**EXERCISE DIRECTIONS**
Reproduce the lines of the listing below from the line containing "Target: cloud layer" through the line containing "(1137, 687)", inclusive, substituting "marker" for every occurrence of "pin" and leaving everything else unchanged.

**SOURCE DATA**
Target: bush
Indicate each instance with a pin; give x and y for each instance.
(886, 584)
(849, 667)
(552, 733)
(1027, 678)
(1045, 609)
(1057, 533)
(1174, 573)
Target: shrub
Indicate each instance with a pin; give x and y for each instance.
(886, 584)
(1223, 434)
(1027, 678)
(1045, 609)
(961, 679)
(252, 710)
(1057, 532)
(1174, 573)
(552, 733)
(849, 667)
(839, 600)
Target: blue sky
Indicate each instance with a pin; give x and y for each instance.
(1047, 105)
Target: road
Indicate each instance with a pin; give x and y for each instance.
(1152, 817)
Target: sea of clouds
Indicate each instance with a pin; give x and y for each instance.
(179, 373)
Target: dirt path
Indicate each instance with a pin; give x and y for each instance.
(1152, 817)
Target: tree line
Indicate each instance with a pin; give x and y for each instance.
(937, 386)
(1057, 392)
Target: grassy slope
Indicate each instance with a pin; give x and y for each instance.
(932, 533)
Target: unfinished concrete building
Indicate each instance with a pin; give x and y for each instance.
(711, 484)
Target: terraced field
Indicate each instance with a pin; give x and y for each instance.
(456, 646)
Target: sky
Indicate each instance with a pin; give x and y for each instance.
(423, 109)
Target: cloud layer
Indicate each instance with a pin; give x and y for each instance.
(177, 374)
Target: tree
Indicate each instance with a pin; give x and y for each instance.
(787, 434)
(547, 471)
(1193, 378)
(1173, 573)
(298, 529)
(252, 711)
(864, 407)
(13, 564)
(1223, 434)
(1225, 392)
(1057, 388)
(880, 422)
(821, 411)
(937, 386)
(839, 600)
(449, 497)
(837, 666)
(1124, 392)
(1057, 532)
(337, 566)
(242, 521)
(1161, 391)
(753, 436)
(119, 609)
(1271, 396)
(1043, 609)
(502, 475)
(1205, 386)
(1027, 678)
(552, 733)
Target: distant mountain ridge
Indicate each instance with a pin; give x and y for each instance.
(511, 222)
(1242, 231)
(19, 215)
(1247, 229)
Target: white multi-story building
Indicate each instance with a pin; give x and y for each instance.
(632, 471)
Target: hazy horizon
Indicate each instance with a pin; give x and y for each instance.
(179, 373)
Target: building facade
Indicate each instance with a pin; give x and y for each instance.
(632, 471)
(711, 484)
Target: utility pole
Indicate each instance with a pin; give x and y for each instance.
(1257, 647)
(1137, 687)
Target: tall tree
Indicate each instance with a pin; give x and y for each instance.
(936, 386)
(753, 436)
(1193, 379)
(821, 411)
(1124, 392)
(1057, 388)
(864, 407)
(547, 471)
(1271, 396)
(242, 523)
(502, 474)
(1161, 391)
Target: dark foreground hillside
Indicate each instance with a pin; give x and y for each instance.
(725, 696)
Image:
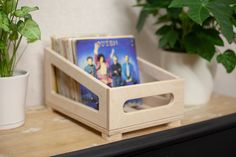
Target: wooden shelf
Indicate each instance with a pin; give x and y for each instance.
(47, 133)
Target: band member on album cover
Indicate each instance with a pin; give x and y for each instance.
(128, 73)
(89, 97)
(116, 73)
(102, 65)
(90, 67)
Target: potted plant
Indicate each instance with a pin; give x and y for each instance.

--

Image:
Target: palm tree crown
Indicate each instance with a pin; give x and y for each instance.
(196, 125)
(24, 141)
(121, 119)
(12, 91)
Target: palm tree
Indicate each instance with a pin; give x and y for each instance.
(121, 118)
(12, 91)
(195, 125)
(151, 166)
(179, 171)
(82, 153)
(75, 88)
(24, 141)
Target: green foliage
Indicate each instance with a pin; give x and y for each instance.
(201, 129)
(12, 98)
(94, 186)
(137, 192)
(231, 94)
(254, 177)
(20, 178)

**EXERCISE RESPONSE**
Target: cloud layer
Indicate each instance with a marker; give x and y for each instance.
(177, 374)
Target: tree
Indicate each instance with a marker; give x and y for each instance.
(787, 434)
(547, 471)
(1193, 378)
(1173, 573)
(298, 529)
(252, 711)
(864, 407)
(13, 564)
(1223, 434)
(1225, 392)
(1057, 388)
(880, 422)
(821, 411)
(937, 386)
(839, 600)
(449, 497)
(837, 666)
(1124, 392)
(1057, 532)
(337, 566)
(242, 521)
(1161, 391)
(753, 436)
(119, 609)
(1271, 396)
(1043, 609)
(502, 475)
(1205, 386)
(1027, 678)
(552, 733)
Target: distant mountain ridge
Indicate each instance with a marker; give x and y for each instance.
(511, 222)
(1242, 231)
(19, 215)
(1247, 229)
Target: white multi-story building
Indicate each instance with a marker; give x and y for each instance.
(632, 471)
Target: hazy horizon
Indicate each instance with a marker; give x and y for each instance.
(179, 373)
Target: building facade
Indicate each instance with a marker; give x and y for each instance.
(632, 471)
(711, 484)
Target: utility pole
Indicate each instance with a marker; give x and y for each instance.
(1257, 647)
(1137, 687)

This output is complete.